§ Text shown:
Ignorance & Anti-Semitism: Trump Tropes

It certainly seems like an odd way to campaign for votes.

Talking Points Memo recently reported on a speech Trump made to a mostly Jewish crowd, in which he accused Jews of being insufficiently loyal to Israel, and explained that he’d get the support of Jewish voters because Jews would vote to protect their wealth. (Paul Krugman has pointed out that only 17% of Jews voted Republican in the midterms, despite their relative affluence. But Trump wouldn’t know a fact if he fell over one.)

“We have to get the people of our country, of this country, to love Israel more, I have to tell you that. We have to do it,” he said. “We have to get them to love Israel more. Because you have people that are Jewish people, that are great people…they don’t love Israel enough.”

He also told the mostly Jewish audience that they wouldn’t vote for Sen. Elizabeth Warren (D-MA) for president because, according to him, they want to protect their money from her proposed wealth tax.

Evidently, in what passes for Trump’s mind,  American Jews are all rich people displaying insufficient “dual loyalty.” Got it.

This wasn’t a “one off.” Trump has a history of characterizing Jews (and blacks and women and Muslims and…) in highly offensive ways. But in this particular speech, he evidently outdid himself. The Independent also covered the event, quoting Trump’s description of Jews as “brutal killers.”

“A lot of you are in the real estate business because I know you very well; you’re brutal killers. You’re not nice people at all, but you have to vote for me. You have no choice,” Trump told the group, which is funded by Sheldon Adelson, a Las Vegas casino tycoon who’s a big supporter of the president….

The president also said he “doesn’t like” many Jewish people, but warned that the Democrats’ fiscal policies will mean they’ll vote for him.

“Even if you don’t like me — some of you don’t, [and] some of you I don’t like at all actually — you’re going to be my biggest supporters because you’ll be out of business in about 15 minutes if they [the Democrats] get in,” he added.

An organization of Jewish Democrats was among those who responded to the remarks, which it called “deeply offensive,” and identified Donald Trump as the biggest threat facing American Jews today.

“We strongly denounce these vile and bigoted remarks in which the president – once again – used anti-Semitic stereotypes to characterize Jews as driven by money and insufficiently loyal to Israel. He even had the audacity to suggest that Jews ‘have no choice’ but to support him.

§ Material provided:
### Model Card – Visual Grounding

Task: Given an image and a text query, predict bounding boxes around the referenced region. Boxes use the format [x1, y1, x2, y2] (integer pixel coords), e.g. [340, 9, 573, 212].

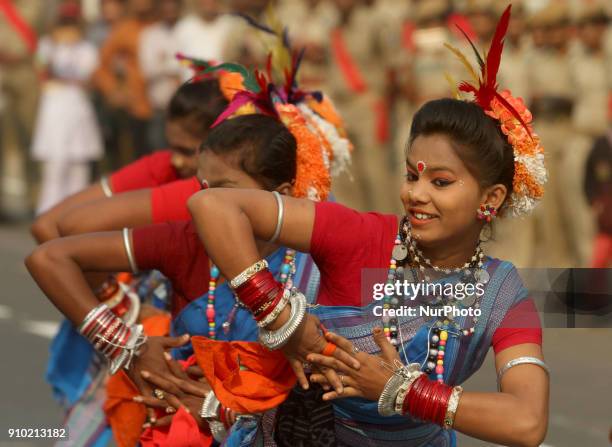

§ Task 1:
In the article on Trump's remarks, what share of Jews voted Republican in the midterms, according to Paul Krugman?
§ Task 2:
Echo the article on Trump's remarks word for word, from "Ignorance & Anti-Semitism: Trump" to "fell over one.)".
The lines above aren't needed here.

§ Written reply 1:
17%

§ Written reply 2:
Ignorance & Anti-Semitism: Trump Tropes

It certainly seems like an odd way to campaign for votes.

Talking Points Memo recently reported on a speech Trump made to a mostly Jewish crowd, in which he accused Jews of being insufficiently loyal to Israel, and explained that he’d get the support of Jewish voters because Jews would vote to protect their wealth. (Paul Krugman has pointed out that only 17% of Jews voted Republican in the midterms, despite their relative affluence. But Trump wouldn’t know a fact if he fell over one.)